#### THE TASKS:
A – In the post about Palm, which phones does the friend want to hand out at her conference?
B – Extend the post about Palm past its final sentence, keeping its voice.

── EXTRACTED TEXT ──

Palm is Hurting, But Their CEO Keeps it Real [Infographic]
I do. Some of my first mobile smart phone experiences as an independent developer and as a user were on the Palm platform.
Look around, though, and you’ll barely see any Palm devices, and the carriers are having trouble giving the devices away. A friend of mine has a conference coming up this summer, and she wants to give away smartphones at the door to all conference goers. She wants to use Android phones, but the carrier sponsoring the give-a-way is trying to push onto her Palm Pre’s.
Of course, she says “Nothin’ doin’” to that.
It’s puzzling, since the device is a decent piece of kit, all things considered. After reading an interview with Palm CEO Jon Rubenstein, I get the sense he’s a bit puzzled as well, but still has fight left in him and the company:
Clearly we’ve hit a speed bump. No question about it. It’s really disappointing, and it’s frustrating. But, the company has tremendous assets. We’ve got a great team we’ve built over the last couple of years. Remember this whole thing was a transformation story. It wasn’t like we took something that was working and didn’t run it well. We started off with a company that had no future, and we have been transforming it. We have arguably the best mobile operating system out there. It’s clearly the easiest to use and has the most intuitive user interface.

───
── MATERIAL PROVIDED ──

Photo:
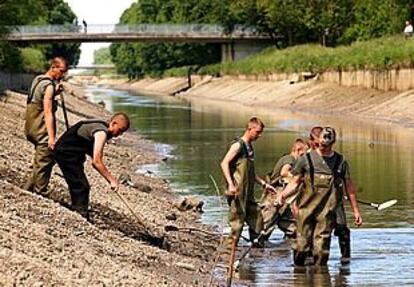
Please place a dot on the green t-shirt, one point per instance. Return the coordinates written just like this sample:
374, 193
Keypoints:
321, 165
286, 159
40, 88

───

#### RESPONSES:
A – Android phones.

B –
We’ve got all those things going for us, and what we need to do is get more commercial success and get to scale. And that’s going to take longer than we’d hoped, obviously, but that doesn’t mean we can’t get there. We do have $590 million in the bank, and we have a plan that carries this company forward. Now, we need to be frugal and we need to invest in those areas that have the best return for us, but when I read that we’re going out of business or our stock is worth zero or those kinds of things, it defies logic to me.
The interviewer apologizes for asking so many “downer questions.” Rubenstein responds:
That’s okay, go ahead. I’m bummed out too, by things like not taking off at Verizon. One of the analysts on our earnings call asked if we had launched when Droid launched, and Droid launched when [we] launched at Verizon, would the story have been opposite? I said I think we have a better product than Droid, and customers would have been happier with it.
The Palm Pre has 2,200 apps in their store. Apple and Android apps (and even the Windows Mobile app store) all dwarf that number. He talked about user choice in the App stores, and makes a very strong point.
…we really focus on the quality of apps, right? I mean, if you look at the long tail of the 150,000 or 180,000, or whatever number Apple has got these days, it’s an amazing number. The reality is that it’s the first thousand or so that matter and the rest of it is long tail.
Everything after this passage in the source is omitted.